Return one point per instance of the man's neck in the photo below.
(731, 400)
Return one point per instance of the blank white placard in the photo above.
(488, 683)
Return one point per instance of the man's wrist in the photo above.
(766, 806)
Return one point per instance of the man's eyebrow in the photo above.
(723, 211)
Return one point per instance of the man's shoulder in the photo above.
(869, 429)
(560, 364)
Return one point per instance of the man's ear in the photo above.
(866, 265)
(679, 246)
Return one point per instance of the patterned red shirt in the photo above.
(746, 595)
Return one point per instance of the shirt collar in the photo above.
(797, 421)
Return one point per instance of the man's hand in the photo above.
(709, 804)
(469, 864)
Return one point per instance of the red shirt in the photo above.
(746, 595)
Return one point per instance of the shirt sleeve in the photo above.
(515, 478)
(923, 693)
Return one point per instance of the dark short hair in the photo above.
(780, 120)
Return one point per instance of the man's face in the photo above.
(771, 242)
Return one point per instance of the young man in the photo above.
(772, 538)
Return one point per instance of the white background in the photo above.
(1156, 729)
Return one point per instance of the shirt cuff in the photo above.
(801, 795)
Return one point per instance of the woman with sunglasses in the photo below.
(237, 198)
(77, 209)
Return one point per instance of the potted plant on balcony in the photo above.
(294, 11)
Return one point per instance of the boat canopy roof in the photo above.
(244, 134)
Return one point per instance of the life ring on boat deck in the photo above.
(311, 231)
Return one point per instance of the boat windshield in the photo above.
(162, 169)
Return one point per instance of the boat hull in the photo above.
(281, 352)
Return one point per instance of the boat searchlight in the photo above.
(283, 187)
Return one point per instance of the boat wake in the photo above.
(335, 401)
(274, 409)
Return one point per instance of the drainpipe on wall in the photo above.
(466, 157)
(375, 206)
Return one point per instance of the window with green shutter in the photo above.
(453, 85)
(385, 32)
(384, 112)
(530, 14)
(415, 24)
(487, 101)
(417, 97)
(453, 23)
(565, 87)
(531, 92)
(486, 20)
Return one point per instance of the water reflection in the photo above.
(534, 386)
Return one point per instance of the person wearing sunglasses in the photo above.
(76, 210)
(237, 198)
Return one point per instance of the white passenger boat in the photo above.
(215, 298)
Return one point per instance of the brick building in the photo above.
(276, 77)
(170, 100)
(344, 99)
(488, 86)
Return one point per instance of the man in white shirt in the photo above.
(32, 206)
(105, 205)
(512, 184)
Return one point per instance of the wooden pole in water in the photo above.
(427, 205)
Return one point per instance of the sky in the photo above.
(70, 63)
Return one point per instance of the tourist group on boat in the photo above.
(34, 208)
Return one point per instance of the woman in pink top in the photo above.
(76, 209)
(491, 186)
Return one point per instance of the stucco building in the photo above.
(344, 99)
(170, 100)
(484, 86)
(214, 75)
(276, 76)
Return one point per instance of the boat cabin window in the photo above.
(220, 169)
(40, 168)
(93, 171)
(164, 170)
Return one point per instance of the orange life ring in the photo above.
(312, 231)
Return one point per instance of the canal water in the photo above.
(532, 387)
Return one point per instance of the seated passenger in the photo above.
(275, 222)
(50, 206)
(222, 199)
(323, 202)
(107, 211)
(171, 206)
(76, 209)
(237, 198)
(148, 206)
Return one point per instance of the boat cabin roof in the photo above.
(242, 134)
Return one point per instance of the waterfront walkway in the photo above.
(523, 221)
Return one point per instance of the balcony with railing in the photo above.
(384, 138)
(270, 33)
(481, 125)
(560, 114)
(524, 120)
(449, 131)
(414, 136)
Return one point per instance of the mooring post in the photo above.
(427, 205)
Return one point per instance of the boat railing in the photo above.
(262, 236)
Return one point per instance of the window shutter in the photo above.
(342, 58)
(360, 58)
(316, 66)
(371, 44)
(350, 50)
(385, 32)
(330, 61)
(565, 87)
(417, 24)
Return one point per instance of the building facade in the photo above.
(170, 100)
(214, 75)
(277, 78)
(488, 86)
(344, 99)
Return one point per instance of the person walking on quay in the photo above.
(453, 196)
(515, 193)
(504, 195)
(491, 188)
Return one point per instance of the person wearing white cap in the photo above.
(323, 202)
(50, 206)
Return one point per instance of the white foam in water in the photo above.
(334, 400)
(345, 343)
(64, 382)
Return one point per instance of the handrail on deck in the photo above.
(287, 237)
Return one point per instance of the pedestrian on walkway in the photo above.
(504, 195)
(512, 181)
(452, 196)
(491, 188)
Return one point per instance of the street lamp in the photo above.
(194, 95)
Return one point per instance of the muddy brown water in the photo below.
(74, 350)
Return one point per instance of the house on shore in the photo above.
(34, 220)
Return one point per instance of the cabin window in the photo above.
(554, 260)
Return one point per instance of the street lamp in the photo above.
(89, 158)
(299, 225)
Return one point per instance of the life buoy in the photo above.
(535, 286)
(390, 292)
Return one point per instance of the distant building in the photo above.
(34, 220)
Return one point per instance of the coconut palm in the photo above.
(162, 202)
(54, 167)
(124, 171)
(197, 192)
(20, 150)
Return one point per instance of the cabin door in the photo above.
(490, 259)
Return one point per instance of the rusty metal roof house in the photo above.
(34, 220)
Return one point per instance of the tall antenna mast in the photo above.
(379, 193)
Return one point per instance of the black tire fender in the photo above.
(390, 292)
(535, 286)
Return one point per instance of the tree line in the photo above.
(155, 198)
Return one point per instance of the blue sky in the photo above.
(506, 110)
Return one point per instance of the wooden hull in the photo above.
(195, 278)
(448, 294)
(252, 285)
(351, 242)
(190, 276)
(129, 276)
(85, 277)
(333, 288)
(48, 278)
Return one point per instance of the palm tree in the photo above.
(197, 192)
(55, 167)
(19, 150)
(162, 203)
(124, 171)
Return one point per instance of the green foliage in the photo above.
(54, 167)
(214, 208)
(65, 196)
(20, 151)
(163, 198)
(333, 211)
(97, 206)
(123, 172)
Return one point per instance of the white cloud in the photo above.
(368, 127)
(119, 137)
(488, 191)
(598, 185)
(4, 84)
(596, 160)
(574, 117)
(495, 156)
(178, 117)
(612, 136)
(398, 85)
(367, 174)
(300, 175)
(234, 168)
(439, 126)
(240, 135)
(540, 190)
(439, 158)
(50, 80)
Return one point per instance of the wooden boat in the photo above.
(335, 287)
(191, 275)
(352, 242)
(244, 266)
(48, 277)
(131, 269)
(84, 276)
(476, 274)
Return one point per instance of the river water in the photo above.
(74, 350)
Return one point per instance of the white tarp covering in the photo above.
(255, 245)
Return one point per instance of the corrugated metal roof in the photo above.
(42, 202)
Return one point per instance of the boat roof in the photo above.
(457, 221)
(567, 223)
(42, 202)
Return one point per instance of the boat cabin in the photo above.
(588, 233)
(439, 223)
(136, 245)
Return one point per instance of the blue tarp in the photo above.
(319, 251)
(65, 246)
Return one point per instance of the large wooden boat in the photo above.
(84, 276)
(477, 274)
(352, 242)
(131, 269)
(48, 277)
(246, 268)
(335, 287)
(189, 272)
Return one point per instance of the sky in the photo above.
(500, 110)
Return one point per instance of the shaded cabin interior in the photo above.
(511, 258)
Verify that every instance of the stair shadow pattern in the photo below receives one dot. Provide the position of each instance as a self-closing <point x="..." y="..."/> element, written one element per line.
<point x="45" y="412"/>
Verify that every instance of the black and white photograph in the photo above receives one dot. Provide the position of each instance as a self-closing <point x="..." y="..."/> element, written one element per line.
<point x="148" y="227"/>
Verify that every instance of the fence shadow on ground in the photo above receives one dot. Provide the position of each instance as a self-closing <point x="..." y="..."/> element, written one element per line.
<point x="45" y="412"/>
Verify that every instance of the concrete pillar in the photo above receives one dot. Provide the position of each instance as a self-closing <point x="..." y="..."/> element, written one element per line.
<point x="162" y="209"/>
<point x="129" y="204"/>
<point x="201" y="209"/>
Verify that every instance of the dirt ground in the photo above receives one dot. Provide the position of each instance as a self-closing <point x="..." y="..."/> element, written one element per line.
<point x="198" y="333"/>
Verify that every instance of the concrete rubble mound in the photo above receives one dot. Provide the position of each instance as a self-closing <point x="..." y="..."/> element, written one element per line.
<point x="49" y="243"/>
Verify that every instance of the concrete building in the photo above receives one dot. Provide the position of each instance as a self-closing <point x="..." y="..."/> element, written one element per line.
■ ■ ■ ■
== Problem statement ==
Send back exactly the lines from the line with "Verify that every instance of the dirt" through the end of the records.

== Exercise response ==
Verify that every instance of the dirt ground in the photo above receives one dot. Provide the position of each instance as a self-closing <point x="..." y="..."/> element, written one element per line.
<point x="198" y="333"/>
Verify that every instance of the concrete rubble mound in the photo above receives one dot. Provide the position of each instance as a self-closing <point x="..." y="..."/> element, written one element per line.
<point x="49" y="243"/>
Verify that every instance of the concrete building in the photo above receives one dot. Provide the position of each instance as a self-closing <point x="..." y="..."/> element, written one element per line.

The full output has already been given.